▶ _GIVEN EXERCISE_: Rewrite the material from its start through the line containing "[77,114,99,123]", putting "gray cloud" in place of "white cloud" and changing nothing else. Give only that stretch.

>> BEGIN

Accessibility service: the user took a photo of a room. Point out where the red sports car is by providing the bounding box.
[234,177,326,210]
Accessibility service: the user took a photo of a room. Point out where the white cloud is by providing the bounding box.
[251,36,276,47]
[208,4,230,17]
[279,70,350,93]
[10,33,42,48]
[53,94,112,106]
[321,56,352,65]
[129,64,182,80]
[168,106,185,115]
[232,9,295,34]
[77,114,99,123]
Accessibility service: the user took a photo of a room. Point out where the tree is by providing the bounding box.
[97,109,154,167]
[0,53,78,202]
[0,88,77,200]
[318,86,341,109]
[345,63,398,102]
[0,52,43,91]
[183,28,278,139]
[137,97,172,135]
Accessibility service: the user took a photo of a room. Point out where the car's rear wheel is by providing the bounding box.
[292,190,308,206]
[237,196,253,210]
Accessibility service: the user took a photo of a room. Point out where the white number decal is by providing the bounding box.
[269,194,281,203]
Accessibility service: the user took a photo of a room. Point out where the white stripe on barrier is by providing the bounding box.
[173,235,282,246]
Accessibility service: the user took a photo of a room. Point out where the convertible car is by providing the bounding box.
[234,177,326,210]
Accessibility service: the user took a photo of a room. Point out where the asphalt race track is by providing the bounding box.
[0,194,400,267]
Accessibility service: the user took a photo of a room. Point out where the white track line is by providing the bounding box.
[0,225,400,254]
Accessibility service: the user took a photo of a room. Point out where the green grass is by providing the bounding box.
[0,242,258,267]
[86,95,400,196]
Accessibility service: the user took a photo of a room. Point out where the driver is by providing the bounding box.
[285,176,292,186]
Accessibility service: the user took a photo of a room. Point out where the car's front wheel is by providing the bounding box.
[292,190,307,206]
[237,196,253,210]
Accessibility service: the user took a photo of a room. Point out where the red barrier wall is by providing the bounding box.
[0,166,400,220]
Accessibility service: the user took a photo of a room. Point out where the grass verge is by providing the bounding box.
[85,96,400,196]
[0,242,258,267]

>> END

▶ _CORRECT RESPONSE_:
Accessibility service: the user took a photo of a room. Point out where the red sports car is by providing the bounding box.
[234,177,326,210]
Accessibility service: the user took a photo of a room. Point out where the gray cloud is by providing the bounding box.
[251,36,276,47]
[208,4,230,17]
[279,70,350,93]
[10,33,42,48]
[53,94,112,106]
[321,56,352,65]
[129,64,182,80]
[168,106,185,115]
[232,9,295,34]
[77,114,99,123]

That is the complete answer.